Tarea planteada 1
Traduce al inglés esta oración del fragmento sobre El público de Lorca: "En 1930, Federico García Lorca escribió su obra más vanguardista, experimental y arriesgada, El público."
Tarea planteada 2
Responde con datos del fragmento sobre El público de Lorca:
(a) ¿En qué año escribió Lorca El público?
(b) ¿Qué llevaban los jóvenes más fuertes de la ciudad?
(c) ¿Dónde ahorcó la máscara a un muchacho?
Tarea planteada 3
Indica si cada afirmación concuerda con el fragmento sobre El público de Lorca. Responde sí o no y cita las palabras del texto que lo deciden.
(a) Lorca escribió El público en 1930.
(b) El texto presenta El público como la obra menos confesional de Lorca.
(c) La máscara ahorcó al muchacho con una cuerda.

"¿Qué hago con el público si quito las barandas del puente? Vendría la máscara a devorarme. Yo vi una vez a un hombre devorado por la máscara. Los jóvenes más fuertes de la ciudad, con picas ensangrentadas, le hundían por el trasero grandes bolas de periódicos abandonados, y en América hubo una vez un muchacho a quien la máscara ahorcó colgado de sus propios intestinos”. En 1930, Federico García Lorca escribió su obra más vanguardista, experimental y arriesgada, El público. También la más honesta y clara, la más confesional, si se acierta a leer entre su simbolismo.

Registros de señalamiento de objetos nombrados
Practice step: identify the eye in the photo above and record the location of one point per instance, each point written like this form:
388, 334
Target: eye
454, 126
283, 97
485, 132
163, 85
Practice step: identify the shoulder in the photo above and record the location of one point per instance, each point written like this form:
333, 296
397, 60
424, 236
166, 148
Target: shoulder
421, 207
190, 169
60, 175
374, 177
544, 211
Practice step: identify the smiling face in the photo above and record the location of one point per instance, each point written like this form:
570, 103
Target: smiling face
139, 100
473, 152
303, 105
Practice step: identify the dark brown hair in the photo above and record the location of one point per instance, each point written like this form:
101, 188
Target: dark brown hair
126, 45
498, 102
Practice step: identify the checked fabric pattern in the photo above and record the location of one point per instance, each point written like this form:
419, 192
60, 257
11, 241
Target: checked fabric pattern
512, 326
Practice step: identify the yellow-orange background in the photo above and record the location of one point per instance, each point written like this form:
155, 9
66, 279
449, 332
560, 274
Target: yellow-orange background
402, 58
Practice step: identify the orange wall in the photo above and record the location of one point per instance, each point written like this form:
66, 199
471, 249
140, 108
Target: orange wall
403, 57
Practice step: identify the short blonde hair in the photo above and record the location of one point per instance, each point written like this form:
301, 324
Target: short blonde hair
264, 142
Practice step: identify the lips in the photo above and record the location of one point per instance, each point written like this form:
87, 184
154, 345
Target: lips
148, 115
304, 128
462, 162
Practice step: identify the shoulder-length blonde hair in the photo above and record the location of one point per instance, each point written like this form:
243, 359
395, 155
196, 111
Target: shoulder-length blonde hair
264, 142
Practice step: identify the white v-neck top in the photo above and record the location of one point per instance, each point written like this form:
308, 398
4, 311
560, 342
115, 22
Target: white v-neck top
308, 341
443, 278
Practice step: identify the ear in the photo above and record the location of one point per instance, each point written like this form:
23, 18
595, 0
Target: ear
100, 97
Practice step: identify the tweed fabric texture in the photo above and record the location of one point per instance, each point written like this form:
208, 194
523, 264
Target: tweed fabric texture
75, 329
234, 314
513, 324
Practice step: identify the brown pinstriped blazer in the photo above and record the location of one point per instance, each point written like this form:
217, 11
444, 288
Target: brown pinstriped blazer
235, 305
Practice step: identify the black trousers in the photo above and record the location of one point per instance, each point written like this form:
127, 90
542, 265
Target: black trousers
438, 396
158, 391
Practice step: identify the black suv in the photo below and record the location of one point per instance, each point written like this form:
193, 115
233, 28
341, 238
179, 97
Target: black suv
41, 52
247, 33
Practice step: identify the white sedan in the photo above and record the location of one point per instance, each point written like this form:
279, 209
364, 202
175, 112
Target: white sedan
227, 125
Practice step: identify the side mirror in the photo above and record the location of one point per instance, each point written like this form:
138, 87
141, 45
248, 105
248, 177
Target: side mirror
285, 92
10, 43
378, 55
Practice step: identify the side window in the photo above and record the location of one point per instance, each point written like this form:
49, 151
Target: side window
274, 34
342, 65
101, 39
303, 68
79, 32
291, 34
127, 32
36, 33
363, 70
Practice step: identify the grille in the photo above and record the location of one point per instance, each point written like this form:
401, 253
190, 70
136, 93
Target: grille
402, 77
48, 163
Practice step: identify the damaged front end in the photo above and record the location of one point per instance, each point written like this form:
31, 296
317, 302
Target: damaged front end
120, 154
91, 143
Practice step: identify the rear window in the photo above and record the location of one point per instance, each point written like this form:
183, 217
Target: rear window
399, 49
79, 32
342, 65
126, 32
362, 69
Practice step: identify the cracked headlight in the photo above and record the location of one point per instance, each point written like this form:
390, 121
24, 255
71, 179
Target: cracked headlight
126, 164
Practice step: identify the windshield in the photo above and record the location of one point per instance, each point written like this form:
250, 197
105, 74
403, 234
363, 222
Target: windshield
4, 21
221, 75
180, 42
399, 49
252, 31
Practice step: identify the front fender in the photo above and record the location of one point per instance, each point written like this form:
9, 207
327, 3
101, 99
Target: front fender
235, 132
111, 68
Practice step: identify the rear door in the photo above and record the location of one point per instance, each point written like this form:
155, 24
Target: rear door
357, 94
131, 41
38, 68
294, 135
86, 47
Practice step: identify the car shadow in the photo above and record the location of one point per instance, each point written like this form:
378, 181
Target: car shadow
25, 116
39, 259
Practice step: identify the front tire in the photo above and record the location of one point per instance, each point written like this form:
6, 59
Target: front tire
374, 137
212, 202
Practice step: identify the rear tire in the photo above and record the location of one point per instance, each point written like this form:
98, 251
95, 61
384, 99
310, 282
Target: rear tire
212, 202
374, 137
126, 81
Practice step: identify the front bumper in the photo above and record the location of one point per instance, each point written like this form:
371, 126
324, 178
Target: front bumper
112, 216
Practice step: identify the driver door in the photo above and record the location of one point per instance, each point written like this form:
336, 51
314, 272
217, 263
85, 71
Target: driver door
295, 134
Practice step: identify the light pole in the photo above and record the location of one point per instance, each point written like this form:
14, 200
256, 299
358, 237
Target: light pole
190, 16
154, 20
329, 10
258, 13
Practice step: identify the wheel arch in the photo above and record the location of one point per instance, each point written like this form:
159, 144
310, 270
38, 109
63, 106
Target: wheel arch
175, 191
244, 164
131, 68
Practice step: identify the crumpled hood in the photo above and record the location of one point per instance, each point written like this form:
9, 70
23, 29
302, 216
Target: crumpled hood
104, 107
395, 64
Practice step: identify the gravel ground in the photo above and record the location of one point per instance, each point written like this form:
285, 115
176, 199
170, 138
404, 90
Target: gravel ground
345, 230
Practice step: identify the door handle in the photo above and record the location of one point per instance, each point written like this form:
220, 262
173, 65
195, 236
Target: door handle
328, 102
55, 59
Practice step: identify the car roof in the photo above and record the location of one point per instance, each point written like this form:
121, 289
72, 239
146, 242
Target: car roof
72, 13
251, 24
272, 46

Respuesta completa 1
In 1930, Federico García Lorca wrote his most avant-garde, experimental and daring work, El público.

Respuesta completa 2
(a) En 1930.
(b) Llevaban picas ensangrentadas.
(c) En América.

Respuesta completa 3
(a) Sí: "En 1930, Federico García Lorca escribió su obra más vanguardista".
(b) No: "la más confesional".
(c) No: "colgado de sus propios intestinos".